-- The problem --
From the records below, pick out every line that contains the string "smartphone" and copy each one. Matching is case-sensitive.

-- Material for this task --
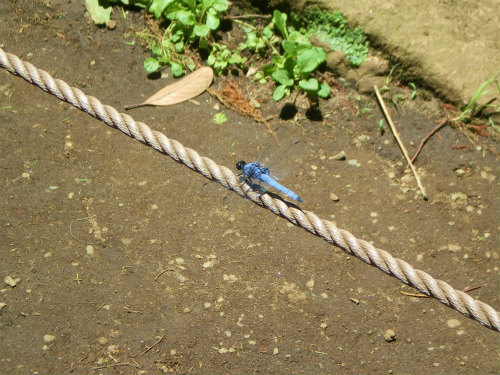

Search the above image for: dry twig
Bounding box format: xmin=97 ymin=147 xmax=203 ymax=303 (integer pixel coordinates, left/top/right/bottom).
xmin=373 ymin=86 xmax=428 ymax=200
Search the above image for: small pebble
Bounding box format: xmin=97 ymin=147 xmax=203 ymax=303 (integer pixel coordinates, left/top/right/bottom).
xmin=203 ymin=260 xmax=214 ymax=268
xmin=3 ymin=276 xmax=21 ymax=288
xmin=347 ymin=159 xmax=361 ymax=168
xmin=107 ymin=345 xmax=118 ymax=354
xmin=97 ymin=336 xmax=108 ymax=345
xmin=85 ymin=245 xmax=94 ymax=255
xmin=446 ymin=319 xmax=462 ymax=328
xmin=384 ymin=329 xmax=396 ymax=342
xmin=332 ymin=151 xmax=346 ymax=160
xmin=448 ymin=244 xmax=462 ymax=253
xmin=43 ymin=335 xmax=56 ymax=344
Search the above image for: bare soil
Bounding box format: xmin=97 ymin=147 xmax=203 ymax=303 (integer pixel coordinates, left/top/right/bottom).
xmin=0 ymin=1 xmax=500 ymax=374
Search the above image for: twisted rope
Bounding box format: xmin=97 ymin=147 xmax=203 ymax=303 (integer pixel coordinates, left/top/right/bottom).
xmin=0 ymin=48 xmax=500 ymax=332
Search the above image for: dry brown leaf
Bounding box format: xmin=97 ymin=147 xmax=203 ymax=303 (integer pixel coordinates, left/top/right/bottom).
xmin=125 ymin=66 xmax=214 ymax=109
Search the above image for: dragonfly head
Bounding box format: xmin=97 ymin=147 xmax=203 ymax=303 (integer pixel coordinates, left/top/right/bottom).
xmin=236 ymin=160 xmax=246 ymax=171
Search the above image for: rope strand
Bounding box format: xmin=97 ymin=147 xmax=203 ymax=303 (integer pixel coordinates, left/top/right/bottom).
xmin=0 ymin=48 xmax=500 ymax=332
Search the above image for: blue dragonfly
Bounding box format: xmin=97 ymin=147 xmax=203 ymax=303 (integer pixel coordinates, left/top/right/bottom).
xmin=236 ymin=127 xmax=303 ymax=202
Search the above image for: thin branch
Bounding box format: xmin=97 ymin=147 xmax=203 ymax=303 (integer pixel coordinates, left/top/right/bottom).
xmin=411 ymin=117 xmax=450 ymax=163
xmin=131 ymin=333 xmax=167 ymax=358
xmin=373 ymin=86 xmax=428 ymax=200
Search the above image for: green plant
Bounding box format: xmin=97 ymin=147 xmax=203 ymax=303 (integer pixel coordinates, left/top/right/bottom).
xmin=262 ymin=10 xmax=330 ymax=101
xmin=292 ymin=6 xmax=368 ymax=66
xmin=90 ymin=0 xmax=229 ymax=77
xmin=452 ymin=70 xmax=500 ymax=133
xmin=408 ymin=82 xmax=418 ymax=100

==

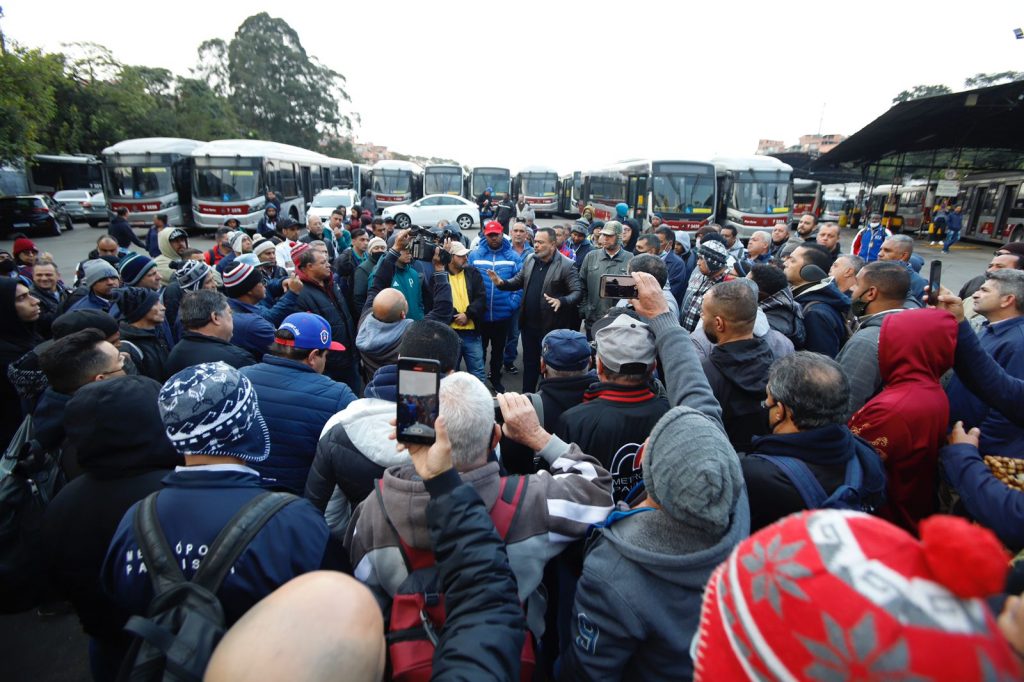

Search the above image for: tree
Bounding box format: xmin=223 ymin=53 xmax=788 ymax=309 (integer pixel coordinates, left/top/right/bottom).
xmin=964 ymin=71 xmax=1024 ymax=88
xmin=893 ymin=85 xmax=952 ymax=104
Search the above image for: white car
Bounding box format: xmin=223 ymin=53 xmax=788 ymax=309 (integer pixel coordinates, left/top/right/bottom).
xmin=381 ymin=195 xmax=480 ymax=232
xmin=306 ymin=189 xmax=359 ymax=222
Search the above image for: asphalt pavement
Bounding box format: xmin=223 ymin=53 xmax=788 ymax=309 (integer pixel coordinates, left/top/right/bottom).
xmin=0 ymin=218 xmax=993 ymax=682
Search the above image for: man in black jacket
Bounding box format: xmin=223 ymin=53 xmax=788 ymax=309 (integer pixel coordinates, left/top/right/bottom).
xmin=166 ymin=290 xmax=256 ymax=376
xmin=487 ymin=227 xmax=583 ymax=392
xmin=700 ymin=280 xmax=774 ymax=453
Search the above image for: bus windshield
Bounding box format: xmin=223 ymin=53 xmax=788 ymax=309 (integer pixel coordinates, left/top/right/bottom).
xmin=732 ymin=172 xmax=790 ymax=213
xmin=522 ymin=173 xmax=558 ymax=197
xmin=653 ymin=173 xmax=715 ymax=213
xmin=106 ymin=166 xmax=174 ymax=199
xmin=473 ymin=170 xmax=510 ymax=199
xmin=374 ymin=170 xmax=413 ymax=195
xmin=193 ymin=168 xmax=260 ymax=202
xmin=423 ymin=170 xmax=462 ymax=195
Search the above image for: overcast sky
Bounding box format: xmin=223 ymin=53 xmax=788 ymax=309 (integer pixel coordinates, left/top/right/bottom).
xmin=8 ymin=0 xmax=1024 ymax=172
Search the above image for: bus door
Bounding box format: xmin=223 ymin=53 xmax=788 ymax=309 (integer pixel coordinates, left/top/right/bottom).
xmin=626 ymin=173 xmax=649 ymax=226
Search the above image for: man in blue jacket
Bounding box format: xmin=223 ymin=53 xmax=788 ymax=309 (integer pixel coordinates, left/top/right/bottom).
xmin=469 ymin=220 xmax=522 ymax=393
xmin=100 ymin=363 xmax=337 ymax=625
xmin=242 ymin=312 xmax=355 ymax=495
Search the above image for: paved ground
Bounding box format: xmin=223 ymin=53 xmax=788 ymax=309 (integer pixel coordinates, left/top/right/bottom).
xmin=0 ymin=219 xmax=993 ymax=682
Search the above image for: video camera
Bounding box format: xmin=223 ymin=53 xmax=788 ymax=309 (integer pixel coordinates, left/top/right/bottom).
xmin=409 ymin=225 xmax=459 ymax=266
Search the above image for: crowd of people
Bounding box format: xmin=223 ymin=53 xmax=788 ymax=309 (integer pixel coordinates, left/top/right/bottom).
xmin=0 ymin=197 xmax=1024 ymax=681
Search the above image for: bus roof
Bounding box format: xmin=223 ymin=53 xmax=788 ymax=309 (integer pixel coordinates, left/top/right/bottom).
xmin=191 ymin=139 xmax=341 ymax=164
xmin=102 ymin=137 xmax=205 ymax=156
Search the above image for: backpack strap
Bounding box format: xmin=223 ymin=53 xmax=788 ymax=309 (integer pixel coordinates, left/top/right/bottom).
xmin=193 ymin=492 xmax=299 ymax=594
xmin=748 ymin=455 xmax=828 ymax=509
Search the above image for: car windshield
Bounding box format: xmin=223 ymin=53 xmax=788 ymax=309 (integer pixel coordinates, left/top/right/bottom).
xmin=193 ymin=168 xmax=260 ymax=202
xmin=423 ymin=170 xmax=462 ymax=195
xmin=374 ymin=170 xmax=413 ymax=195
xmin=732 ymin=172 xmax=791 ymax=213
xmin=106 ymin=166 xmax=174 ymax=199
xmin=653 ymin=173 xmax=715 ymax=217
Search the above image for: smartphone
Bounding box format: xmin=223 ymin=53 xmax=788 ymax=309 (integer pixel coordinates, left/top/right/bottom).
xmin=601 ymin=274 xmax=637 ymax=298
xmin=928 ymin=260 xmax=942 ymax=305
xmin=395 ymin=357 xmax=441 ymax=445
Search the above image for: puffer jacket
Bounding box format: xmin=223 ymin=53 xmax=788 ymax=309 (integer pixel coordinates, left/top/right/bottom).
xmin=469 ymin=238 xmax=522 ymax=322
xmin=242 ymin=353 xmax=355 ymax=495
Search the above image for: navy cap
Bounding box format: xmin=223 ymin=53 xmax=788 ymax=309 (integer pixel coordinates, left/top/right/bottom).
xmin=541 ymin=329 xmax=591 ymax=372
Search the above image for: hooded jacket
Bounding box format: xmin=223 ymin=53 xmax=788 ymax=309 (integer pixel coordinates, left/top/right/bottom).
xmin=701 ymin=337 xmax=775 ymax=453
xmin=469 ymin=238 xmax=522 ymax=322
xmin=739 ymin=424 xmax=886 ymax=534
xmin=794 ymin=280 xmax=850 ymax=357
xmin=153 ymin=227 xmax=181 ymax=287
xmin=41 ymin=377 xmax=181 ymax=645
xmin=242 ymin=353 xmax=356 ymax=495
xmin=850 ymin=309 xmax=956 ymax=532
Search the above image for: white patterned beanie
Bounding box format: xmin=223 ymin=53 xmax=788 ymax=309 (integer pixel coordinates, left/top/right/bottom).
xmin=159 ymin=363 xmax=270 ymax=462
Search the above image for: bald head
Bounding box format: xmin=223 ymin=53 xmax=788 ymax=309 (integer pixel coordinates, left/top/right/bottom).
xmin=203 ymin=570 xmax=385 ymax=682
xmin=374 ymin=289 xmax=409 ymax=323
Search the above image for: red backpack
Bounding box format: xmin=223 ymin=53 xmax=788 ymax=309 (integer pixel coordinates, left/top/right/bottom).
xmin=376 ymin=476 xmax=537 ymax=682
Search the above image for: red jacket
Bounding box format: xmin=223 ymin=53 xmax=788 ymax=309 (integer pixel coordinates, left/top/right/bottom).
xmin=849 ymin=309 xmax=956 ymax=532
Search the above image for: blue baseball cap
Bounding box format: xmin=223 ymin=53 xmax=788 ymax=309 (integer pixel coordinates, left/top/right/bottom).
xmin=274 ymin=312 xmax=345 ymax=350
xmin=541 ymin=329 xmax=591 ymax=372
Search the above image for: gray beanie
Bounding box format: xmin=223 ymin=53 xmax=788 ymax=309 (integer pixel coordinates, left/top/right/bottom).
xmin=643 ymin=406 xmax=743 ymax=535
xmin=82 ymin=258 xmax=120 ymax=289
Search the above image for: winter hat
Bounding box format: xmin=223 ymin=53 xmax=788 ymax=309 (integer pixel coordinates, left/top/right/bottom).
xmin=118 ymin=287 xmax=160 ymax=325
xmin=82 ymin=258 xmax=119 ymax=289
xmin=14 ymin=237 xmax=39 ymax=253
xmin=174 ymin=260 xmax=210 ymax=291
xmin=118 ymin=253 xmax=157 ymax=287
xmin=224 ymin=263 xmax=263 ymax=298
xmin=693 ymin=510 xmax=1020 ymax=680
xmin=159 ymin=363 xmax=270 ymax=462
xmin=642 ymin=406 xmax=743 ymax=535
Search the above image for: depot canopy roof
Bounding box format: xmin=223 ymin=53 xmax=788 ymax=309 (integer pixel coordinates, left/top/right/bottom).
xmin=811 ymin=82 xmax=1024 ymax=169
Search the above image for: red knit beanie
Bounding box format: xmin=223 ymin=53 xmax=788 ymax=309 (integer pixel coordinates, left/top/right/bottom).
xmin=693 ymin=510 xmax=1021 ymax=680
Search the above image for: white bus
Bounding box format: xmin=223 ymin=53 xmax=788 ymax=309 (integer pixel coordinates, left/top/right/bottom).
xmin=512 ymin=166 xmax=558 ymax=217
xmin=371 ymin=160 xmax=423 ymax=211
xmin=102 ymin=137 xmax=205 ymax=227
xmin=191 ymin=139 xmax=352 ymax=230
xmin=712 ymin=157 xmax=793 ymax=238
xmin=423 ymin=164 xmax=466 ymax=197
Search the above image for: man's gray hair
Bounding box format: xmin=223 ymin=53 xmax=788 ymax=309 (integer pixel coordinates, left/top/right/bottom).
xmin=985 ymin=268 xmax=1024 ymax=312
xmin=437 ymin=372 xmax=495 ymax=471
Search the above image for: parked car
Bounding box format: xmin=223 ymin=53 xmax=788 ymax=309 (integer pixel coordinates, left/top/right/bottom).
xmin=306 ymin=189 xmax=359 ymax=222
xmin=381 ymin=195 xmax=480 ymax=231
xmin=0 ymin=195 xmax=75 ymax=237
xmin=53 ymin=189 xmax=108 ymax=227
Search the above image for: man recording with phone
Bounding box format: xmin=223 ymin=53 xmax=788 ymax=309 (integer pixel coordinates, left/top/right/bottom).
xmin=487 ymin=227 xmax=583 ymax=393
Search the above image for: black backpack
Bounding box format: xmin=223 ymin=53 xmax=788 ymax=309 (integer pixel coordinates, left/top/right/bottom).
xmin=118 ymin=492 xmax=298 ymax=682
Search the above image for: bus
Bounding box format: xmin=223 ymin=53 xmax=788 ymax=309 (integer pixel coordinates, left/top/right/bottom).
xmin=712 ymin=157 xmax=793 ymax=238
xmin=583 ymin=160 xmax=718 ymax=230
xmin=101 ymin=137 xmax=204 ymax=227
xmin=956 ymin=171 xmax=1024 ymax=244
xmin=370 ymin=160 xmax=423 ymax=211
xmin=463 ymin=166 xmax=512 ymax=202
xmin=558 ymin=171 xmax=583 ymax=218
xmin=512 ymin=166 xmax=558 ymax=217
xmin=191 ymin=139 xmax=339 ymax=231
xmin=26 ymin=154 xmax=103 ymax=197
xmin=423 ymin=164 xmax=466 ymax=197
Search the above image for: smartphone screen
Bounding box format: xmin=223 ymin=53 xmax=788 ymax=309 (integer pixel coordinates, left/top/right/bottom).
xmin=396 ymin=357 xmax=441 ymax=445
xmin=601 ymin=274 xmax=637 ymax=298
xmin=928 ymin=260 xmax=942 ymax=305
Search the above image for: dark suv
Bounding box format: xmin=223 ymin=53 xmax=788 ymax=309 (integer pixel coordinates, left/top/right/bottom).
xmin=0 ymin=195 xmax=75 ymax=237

-- The completed task --
Search the above image for: smartphone
Search the above image for: smartphone screen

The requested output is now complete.